_Given problem_
From the records below, copy out every line that contains the string "blue", treating uppercase and lowercase letters as distinct.

(Data entries)

——

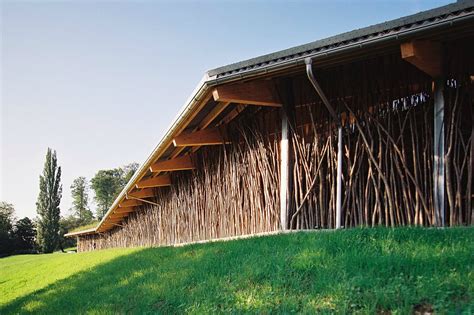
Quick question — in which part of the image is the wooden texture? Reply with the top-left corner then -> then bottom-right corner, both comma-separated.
212,81 -> 281,107
119,200 -> 143,208
127,188 -> 155,199
150,155 -> 196,173
136,175 -> 171,188
400,40 -> 442,78
173,128 -> 230,147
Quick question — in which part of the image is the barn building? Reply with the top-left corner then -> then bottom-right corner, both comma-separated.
68,0 -> 474,251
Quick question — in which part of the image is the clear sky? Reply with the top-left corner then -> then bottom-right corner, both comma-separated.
0,0 -> 449,217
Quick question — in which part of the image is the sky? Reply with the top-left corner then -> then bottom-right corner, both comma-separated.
0,0 -> 449,218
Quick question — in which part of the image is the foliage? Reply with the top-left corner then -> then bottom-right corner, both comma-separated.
0,227 -> 474,314
120,162 -> 139,190
69,221 -> 99,233
36,148 -> 62,253
13,217 -> 36,252
91,163 -> 138,220
71,176 -> 92,224
91,169 -> 121,219
0,201 -> 15,257
58,215 -> 83,251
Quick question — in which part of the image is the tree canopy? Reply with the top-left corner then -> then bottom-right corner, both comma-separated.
36,148 -> 62,253
91,163 -> 138,219
71,176 -> 93,224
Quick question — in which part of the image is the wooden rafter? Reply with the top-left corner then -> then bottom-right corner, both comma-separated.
127,188 -> 155,199
400,40 -> 442,78
136,175 -> 171,188
173,128 -> 229,147
114,207 -> 135,213
212,81 -> 281,107
150,155 -> 195,173
119,200 -> 143,208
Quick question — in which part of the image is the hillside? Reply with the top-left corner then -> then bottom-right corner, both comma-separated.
0,228 -> 474,314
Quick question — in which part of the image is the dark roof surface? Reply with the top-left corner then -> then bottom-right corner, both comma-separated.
208,0 -> 474,78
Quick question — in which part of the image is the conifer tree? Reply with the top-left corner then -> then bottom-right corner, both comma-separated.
36,148 -> 62,253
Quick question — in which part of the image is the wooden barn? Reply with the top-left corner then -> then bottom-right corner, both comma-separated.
68,1 -> 474,251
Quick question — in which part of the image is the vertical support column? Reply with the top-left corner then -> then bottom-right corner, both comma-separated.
336,126 -> 342,229
280,108 -> 290,230
433,79 -> 445,226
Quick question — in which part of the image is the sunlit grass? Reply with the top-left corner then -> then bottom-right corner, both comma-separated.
0,228 -> 474,314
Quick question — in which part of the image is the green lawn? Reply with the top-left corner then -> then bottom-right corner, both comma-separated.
0,228 -> 474,314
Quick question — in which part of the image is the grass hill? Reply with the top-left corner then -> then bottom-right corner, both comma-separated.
0,228 -> 474,314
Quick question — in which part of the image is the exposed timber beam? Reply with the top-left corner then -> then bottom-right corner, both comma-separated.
150,155 -> 196,173
109,212 -> 130,219
127,188 -> 155,199
400,40 -> 442,78
136,175 -> 171,188
212,81 -> 281,107
173,128 -> 230,147
119,200 -> 142,208
114,207 -> 135,213
199,102 -> 230,129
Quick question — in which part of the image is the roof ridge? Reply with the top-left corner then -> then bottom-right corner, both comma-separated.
207,0 -> 474,77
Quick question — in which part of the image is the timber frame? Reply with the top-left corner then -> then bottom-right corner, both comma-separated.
67,1 -> 474,252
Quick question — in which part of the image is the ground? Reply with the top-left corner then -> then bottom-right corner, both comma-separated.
0,228 -> 474,314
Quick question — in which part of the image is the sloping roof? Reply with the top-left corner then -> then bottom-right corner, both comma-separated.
66,0 -> 474,236
208,0 -> 474,78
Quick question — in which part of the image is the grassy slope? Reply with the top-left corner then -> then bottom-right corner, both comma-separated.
0,228 -> 474,314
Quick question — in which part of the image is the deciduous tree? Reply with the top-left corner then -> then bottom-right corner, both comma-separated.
71,177 -> 92,224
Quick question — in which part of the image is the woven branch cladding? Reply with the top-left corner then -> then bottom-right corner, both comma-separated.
78,118 -> 280,251
78,47 -> 474,251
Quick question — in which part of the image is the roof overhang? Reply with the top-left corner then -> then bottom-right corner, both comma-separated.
66,1 -> 474,237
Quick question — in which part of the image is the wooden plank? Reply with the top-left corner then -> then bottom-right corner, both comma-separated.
136,175 -> 171,188
119,199 -> 143,208
173,128 -> 229,147
150,155 -> 196,173
127,188 -> 155,199
212,81 -> 281,107
109,212 -> 130,219
199,102 -> 230,129
400,40 -> 442,78
114,207 -> 135,213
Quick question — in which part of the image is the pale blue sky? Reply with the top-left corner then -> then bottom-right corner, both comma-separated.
0,0 -> 449,217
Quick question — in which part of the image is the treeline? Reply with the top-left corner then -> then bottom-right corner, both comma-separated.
0,148 -> 138,257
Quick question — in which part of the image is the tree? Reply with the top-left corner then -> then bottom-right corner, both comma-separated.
71,177 -> 92,224
36,148 -> 62,253
91,163 -> 138,220
121,162 -> 140,190
91,169 -> 121,219
13,217 -> 36,251
0,201 -> 15,257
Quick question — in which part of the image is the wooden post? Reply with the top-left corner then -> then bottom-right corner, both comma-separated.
433,79 -> 445,226
280,109 -> 290,230
336,126 -> 342,229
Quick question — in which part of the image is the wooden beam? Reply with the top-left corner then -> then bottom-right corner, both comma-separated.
114,207 -> 135,213
173,128 -> 229,147
109,212 -> 130,219
127,188 -> 155,199
212,81 -> 281,107
119,199 -> 143,208
150,155 -> 196,173
136,175 -> 171,188
400,40 -> 442,78
199,102 -> 230,129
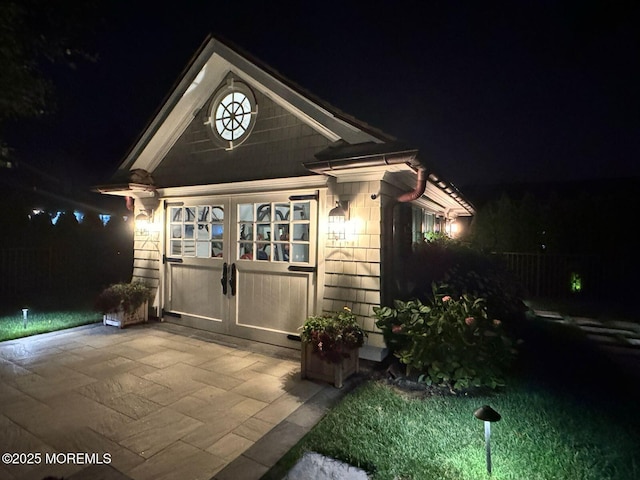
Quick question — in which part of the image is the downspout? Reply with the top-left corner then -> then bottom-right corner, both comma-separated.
380,165 -> 428,305
396,166 -> 427,203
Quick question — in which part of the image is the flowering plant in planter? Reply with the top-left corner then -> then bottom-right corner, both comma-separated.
300,307 -> 365,363
95,281 -> 151,315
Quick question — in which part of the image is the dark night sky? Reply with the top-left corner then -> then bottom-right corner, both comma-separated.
6,0 -> 640,188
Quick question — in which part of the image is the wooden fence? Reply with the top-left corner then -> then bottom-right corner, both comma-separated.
493,252 -> 638,299
0,248 -> 54,297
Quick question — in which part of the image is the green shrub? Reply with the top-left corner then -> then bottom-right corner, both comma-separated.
395,237 -> 527,323
374,286 -> 516,390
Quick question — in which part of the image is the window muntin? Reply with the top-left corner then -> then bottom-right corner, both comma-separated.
215,92 -> 251,140
169,205 -> 224,258
237,201 -> 311,264
205,78 -> 258,150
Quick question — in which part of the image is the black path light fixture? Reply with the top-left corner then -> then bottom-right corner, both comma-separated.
473,405 -> 502,475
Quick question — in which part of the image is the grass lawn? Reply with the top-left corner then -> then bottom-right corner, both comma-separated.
272,381 -> 640,480
0,309 -> 102,341
263,316 -> 640,480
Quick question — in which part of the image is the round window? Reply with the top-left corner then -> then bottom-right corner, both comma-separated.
206,82 -> 257,149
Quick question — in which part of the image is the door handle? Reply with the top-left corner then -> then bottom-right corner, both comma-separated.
229,263 -> 236,297
220,262 -> 227,295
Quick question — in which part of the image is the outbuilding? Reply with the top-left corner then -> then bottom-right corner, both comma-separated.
98,37 -> 474,360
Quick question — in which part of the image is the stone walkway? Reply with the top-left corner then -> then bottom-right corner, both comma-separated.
0,323 -> 350,480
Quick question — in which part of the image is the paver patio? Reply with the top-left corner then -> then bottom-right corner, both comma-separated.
0,322 -> 341,480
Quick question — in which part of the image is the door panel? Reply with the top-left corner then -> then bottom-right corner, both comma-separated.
165,190 -> 317,346
235,268 -> 309,335
168,261 -> 227,322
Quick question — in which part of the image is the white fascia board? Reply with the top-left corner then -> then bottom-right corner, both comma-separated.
120,40 -> 382,172
385,170 -> 471,217
216,43 -> 382,143
325,163 -> 413,183
157,175 -> 329,198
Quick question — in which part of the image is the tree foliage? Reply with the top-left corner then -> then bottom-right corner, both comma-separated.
0,0 -> 94,152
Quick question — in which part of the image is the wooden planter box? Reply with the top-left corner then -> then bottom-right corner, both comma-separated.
300,343 -> 360,388
102,302 -> 149,328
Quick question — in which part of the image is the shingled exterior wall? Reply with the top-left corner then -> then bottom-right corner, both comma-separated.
322,181 -> 385,348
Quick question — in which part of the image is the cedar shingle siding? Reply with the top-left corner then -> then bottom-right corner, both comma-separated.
153,87 -> 331,186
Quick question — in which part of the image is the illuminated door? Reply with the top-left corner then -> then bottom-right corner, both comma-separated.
165,194 -> 317,345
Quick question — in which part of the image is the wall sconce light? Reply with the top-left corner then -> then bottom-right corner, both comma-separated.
473,405 -> 502,475
329,201 -> 349,240
135,210 -> 153,236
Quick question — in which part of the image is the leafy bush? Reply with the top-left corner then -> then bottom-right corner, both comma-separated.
396,237 -> 527,323
300,307 -> 365,363
374,286 -> 516,390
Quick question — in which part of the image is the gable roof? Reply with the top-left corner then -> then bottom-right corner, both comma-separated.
105,35 -> 394,183
98,35 -> 473,214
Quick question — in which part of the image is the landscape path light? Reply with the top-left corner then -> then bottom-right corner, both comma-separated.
473,405 -> 502,475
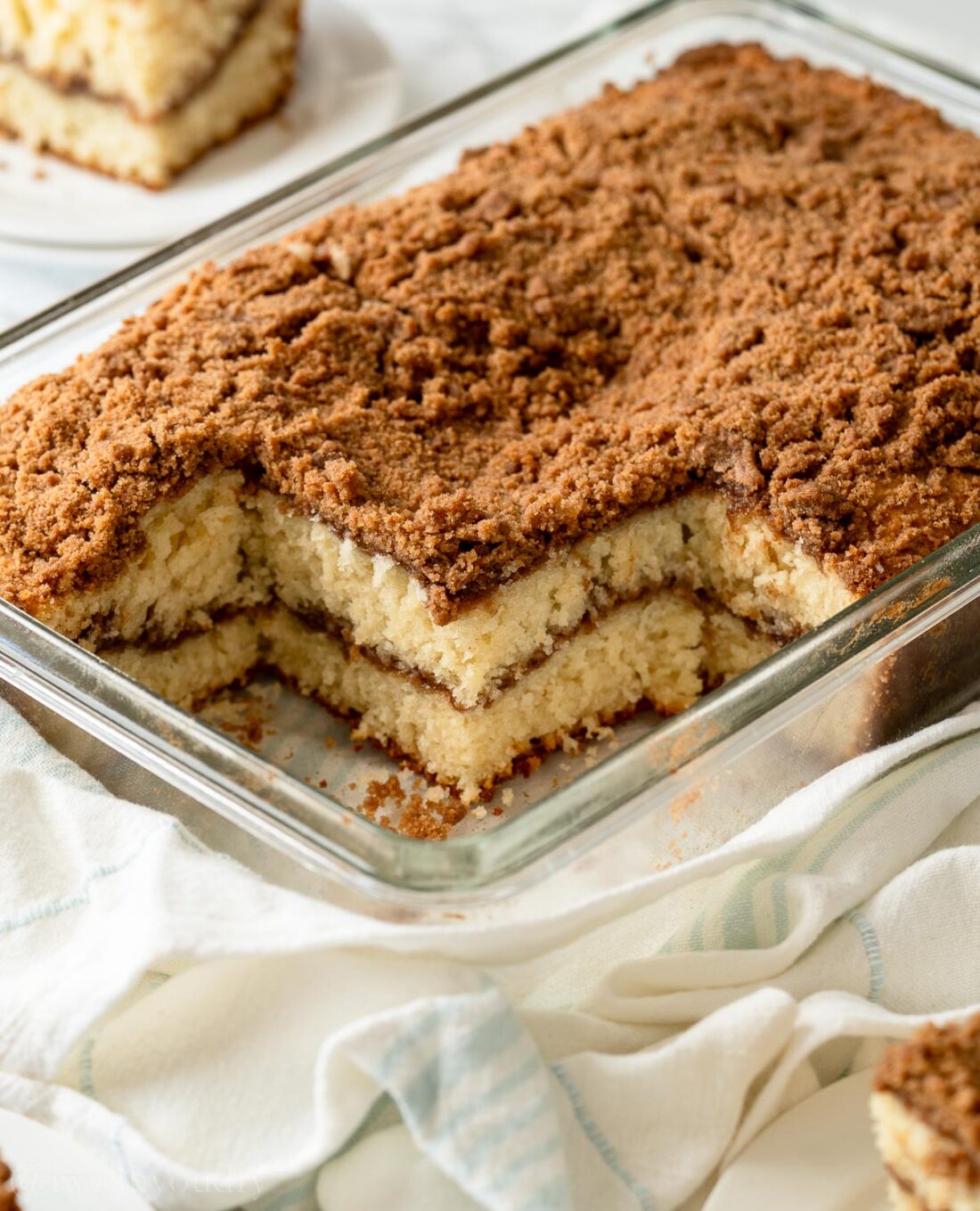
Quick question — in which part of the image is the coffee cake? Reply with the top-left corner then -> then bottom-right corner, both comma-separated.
0,46 -> 980,796
871,1018 -> 980,1211
0,0 -> 298,188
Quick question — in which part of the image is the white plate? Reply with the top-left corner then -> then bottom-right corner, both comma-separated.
0,1110 -> 151,1211
0,0 -> 401,252
703,1072 -> 888,1211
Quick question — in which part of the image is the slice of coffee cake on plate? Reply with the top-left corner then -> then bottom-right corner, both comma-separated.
0,0 -> 299,188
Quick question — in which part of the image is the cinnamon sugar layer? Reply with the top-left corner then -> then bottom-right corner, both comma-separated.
0,46 -> 980,621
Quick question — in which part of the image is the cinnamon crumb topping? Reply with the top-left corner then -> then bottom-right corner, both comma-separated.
875,1015 -> 980,1182
0,46 -> 980,621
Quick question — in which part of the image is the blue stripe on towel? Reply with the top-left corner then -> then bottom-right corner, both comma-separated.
846,908 -> 885,1005
551,1063 -> 653,1211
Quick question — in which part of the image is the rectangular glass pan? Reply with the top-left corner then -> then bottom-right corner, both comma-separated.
0,0 -> 980,913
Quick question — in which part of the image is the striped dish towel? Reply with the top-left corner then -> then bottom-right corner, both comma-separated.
0,706 -> 980,1211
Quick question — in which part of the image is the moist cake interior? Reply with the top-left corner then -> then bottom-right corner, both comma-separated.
0,46 -> 980,797
70,471 -> 789,798
0,0 -> 298,189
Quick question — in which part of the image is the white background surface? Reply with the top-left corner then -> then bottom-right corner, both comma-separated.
0,0 -> 980,330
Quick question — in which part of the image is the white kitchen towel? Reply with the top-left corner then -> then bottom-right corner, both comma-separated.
0,708 -> 980,1211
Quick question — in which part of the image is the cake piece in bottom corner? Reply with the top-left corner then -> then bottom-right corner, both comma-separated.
871,1015 -> 980,1211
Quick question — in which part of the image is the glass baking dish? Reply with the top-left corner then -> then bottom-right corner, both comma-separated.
0,0 -> 980,918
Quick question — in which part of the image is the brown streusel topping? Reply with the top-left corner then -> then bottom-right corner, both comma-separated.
875,1015 -> 980,1182
0,46 -> 980,621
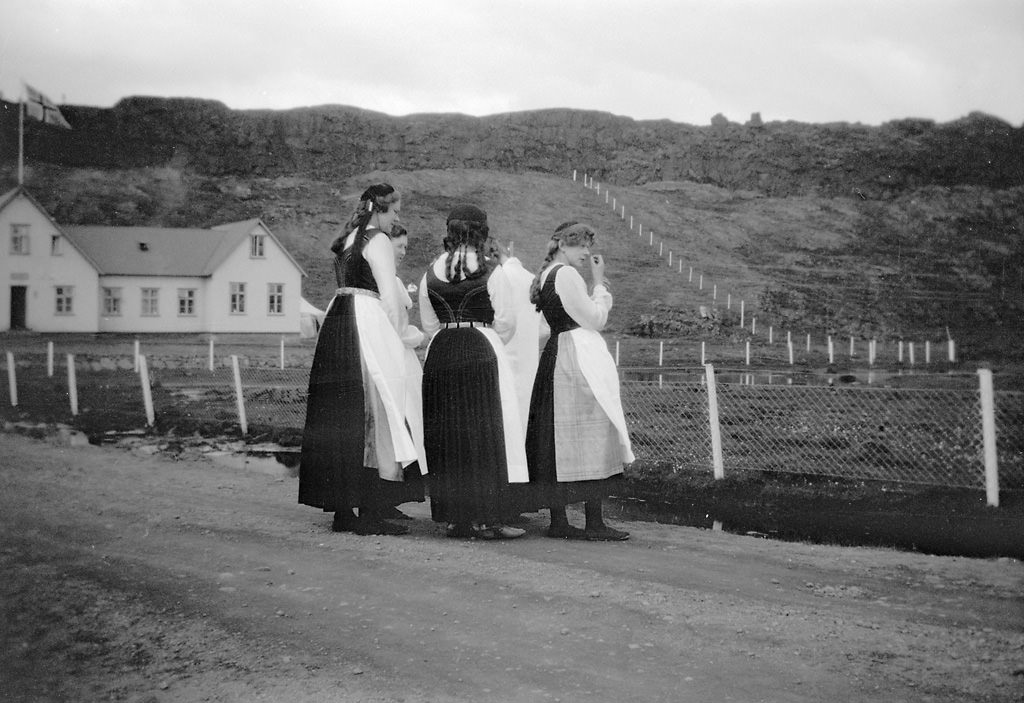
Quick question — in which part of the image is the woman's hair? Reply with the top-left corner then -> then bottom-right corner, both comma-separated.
331,183 -> 401,256
529,220 -> 594,311
443,205 -> 490,282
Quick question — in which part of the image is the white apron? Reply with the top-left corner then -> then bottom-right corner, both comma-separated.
553,327 -> 636,481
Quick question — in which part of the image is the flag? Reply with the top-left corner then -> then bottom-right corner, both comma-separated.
25,84 -> 71,129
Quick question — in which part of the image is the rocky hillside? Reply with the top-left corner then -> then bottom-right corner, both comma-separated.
0,98 -> 1024,359
0,97 -> 1024,200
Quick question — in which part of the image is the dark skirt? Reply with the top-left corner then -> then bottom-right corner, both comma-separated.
526,335 -> 625,508
423,327 -> 527,524
299,296 -> 424,512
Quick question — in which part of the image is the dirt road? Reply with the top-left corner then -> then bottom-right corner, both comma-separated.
0,433 -> 1024,703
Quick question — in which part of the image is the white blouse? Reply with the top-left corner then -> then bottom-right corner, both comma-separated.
541,264 -> 611,336
420,252 -> 517,344
345,230 -> 404,335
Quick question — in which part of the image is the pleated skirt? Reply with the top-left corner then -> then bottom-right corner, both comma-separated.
423,327 -> 529,524
299,296 -> 425,512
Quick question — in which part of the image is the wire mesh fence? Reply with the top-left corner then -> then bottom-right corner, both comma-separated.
0,354 -> 1024,488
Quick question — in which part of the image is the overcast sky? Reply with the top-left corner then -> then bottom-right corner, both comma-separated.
0,0 -> 1024,126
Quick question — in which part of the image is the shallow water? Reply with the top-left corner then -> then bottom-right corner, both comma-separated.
207,447 -> 1024,559
607,498 -> 1024,559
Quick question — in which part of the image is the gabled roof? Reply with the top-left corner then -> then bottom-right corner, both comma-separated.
62,219 -> 305,276
0,185 -> 99,270
213,217 -> 306,275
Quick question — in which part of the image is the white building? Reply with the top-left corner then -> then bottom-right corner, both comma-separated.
0,186 -> 305,334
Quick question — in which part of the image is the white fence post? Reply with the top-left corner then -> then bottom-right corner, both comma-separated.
138,354 -> 157,427
68,354 -> 78,415
231,354 -> 249,435
705,363 -> 725,479
978,368 -> 999,508
7,352 -> 17,407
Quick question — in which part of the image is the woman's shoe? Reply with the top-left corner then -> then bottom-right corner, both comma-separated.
545,525 -> 588,541
352,517 -> 409,536
584,525 -> 630,542
331,512 -> 358,532
473,525 -> 526,539
444,523 -> 474,539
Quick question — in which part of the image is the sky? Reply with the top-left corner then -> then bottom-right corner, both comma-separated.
0,0 -> 1024,126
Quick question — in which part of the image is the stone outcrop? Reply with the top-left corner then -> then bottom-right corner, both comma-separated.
0,97 -> 1024,199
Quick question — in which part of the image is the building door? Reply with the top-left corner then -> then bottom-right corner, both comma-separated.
10,285 -> 29,329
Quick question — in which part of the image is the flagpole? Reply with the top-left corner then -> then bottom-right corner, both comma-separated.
17,90 -> 25,185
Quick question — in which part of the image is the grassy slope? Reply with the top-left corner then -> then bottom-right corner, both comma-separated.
9,168 -> 1024,368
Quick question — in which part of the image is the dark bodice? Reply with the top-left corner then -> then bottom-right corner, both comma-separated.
540,264 -> 580,338
427,258 -> 495,324
334,228 -> 380,293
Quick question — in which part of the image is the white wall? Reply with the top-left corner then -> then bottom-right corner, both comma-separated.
207,227 -> 302,335
95,275 -> 209,333
0,195 -> 98,332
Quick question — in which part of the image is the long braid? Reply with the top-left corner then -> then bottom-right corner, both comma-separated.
529,238 -> 558,312
443,219 -> 489,282
529,220 -> 594,312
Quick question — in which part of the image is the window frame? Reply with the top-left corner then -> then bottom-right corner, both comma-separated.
53,284 -> 75,317
227,280 -> 247,315
249,234 -> 266,259
8,222 -> 32,256
102,285 -> 124,317
139,287 -> 160,317
266,283 -> 285,315
178,288 -> 199,317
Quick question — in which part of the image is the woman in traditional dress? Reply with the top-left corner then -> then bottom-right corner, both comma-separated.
299,183 -> 424,534
382,222 -> 428,520
419,205 -> 528,539
526,222 -> 634,541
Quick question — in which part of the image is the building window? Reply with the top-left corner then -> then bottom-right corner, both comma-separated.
249,234 -> 266,259
266,283 -> 285,315
10,224 -> 30,256
178,288 -> 196,315
53,285 -> 75,315
142,288 -> 160,317
231,283 -> 246,315
103,288 -> 121,316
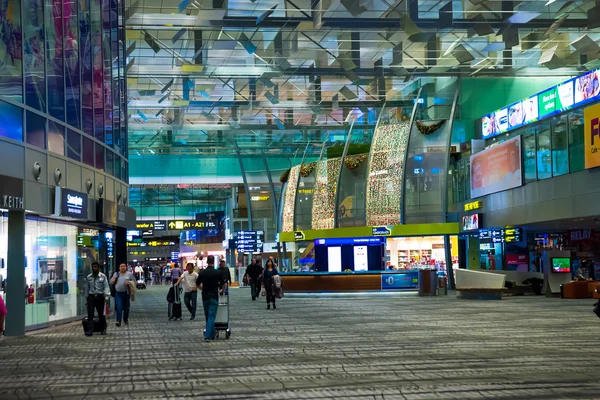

——

_Task output_
Quick question — in which part of the image is the pale blue sky? Reply with the top-left corner then -> then bottom-right corner, both comma-separated.
Quick question — in which part of the image is the blue stripe on towel? Reply with the top-left corner then -> then bottom-right corner, both comma-separated.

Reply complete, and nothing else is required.